─── Source passage ───
The computational algorithms that analyze our personal data online and in myriad medical, credit card, and other databases can make it increasingly easy to infer personal, intimate details about us (such as our personality, political ideology, or sexual preference) from seemingly mundane data (such as which pages someone has "Liked" on Facebook). People may not notice or know about these risks, and if they do, they must make ongoing decisions about which algorithms they may be providing with their personal information, which to ignore, and which to decry as invasive or unethical. Currently, the behaviors that emerge around these systems are poorly accounted for in existing technology design practices. To address this shortcoming, this work will answer the questions: How do people navigate a world in which data collection and analysis is a continuous feature of their environment? What strategies do people adopt based on their varied privacy perceptions, attitudes, and needs? How can interfaces and other features of internet systems be designed to support different styles of data privacy?
─── Raw data ───
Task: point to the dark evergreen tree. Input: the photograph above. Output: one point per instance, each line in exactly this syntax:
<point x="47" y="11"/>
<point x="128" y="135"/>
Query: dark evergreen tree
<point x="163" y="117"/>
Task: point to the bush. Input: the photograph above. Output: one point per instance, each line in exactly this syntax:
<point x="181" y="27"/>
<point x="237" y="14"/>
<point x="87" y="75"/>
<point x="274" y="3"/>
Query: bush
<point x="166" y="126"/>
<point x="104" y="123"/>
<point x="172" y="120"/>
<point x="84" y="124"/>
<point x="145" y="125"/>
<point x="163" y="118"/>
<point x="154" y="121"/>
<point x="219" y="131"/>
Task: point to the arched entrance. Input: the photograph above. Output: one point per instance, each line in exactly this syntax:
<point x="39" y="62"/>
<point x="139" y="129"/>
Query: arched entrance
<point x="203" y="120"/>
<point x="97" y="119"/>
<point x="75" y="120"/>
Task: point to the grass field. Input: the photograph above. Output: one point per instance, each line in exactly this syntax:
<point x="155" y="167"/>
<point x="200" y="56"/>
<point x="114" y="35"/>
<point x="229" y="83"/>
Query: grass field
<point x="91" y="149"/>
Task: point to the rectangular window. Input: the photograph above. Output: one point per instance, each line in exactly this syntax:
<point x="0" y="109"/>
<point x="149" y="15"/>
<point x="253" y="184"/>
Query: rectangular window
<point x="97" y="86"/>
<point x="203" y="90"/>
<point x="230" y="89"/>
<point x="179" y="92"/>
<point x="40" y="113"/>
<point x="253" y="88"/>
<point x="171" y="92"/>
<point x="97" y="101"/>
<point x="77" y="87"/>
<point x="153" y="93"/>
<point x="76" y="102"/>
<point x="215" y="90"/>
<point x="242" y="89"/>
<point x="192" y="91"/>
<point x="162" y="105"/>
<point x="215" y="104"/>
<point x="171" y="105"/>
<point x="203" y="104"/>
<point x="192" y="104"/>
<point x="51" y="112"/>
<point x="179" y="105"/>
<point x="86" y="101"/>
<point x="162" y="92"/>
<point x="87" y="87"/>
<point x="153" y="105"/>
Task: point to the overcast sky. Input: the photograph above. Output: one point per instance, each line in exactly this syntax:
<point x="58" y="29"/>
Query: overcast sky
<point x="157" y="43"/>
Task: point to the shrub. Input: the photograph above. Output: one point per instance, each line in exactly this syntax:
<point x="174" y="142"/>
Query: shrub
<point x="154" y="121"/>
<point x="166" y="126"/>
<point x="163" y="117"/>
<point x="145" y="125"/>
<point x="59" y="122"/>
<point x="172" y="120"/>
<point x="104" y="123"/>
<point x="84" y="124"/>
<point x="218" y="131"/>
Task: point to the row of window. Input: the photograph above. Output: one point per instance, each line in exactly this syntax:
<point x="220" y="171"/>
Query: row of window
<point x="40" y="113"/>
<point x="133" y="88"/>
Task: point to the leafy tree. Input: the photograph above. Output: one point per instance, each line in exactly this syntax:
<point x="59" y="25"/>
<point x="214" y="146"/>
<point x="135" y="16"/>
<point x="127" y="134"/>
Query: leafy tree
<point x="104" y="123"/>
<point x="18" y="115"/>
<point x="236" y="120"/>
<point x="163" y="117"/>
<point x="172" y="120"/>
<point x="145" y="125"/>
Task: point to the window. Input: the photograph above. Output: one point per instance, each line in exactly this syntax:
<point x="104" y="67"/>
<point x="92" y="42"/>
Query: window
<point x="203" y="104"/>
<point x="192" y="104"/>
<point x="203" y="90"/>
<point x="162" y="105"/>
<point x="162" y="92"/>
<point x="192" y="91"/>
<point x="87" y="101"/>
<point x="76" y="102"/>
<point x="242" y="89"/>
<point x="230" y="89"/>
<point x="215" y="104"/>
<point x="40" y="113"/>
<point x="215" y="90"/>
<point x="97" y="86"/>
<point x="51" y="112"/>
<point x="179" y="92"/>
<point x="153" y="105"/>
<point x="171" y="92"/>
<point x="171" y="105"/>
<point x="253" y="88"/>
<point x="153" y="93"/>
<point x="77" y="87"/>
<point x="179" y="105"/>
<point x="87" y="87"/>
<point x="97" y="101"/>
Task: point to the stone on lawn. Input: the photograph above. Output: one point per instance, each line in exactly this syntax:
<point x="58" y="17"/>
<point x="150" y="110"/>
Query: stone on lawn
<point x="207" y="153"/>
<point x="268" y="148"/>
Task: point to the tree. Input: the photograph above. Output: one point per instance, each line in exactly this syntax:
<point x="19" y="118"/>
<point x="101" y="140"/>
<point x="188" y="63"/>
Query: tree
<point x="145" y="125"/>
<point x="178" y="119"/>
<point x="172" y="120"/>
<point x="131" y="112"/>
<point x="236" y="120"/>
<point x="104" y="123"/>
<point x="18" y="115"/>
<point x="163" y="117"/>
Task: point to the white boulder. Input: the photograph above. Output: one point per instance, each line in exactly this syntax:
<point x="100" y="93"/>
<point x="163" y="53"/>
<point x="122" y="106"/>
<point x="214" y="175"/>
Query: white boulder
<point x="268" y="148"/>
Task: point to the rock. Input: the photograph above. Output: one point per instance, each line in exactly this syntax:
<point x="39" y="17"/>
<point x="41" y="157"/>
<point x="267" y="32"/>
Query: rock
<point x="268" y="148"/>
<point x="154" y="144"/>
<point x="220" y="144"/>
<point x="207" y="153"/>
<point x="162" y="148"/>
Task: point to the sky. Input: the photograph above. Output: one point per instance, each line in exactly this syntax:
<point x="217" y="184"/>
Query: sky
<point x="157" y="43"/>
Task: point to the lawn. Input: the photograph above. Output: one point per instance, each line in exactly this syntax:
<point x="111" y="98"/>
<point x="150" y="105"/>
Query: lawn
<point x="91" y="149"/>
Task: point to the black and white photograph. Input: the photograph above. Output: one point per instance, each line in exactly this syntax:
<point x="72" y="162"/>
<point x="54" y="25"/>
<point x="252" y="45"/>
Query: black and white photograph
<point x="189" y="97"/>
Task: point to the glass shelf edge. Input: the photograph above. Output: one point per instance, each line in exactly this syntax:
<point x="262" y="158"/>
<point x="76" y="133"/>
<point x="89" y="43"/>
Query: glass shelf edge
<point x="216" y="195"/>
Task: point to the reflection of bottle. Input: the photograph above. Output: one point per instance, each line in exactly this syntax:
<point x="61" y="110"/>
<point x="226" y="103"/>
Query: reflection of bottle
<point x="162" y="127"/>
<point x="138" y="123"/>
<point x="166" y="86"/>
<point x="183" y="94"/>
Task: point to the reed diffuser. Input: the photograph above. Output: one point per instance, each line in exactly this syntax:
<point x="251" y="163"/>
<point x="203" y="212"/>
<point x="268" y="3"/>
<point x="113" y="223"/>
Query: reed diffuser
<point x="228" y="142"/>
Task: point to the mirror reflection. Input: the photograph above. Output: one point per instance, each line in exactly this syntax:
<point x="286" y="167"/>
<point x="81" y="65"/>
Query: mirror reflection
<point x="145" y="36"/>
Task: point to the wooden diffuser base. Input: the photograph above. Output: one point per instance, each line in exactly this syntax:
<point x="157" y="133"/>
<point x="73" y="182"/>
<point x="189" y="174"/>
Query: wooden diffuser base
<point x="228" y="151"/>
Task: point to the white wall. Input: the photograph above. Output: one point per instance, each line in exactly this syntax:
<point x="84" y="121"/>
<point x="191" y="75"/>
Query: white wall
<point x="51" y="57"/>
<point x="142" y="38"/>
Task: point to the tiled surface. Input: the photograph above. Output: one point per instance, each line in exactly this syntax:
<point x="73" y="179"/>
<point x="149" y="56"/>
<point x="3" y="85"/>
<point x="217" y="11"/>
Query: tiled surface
───
- [Brief A]
Translate this sentence from the passage about online data privacy into Spanish: "Currently, the behaviors that emerge around these systems are poorly accounted for in existing technology design practices."
- [Brief B]
Write the next part of the passage about online data privacy, continuing on from its final sentence.
This data is separate material, unconnected to the passage about online data privacy.

- [Your response A]
Actualmente, los comportamientos que surgen en torno a estos sistemas se tienen poco en cuenta en las prácticas existentes de diseño tecnológico.

- [Your response B]
This proposal uses search-related behaviors as a research and design context to examine user adaptation and response to pervasive data collection. Through a series of surveys, the project team will develop a validated measure of privacy patterns or styles related to the technologies, tools, and beliefs that people habitually use to guide their data privacy behaviors. The researchers also will conduct qualitative interviews with users of data protection tools. These interviews will establish what specific strategies these users employ to protect their privacy from algorithmic analysis, if any, as well as the mental models that give rise to efficacy beliefs about those strategies. They will create a collection of experimental prototype tools to explore the design space around algorithmic privacy. Collectively, this work will expand our technology design vocabulary in terms of being able to account for different styles of privacy practices. This research has the potential to significantly improve privacy policies and technologies by describing the specific challenges that people face as they attempt to protect their privacy.
This award reflects NSF's statutory mission and has been deemed worthy of support through evaluation using the Foundation's intellectual merit and broader impacts review criteria.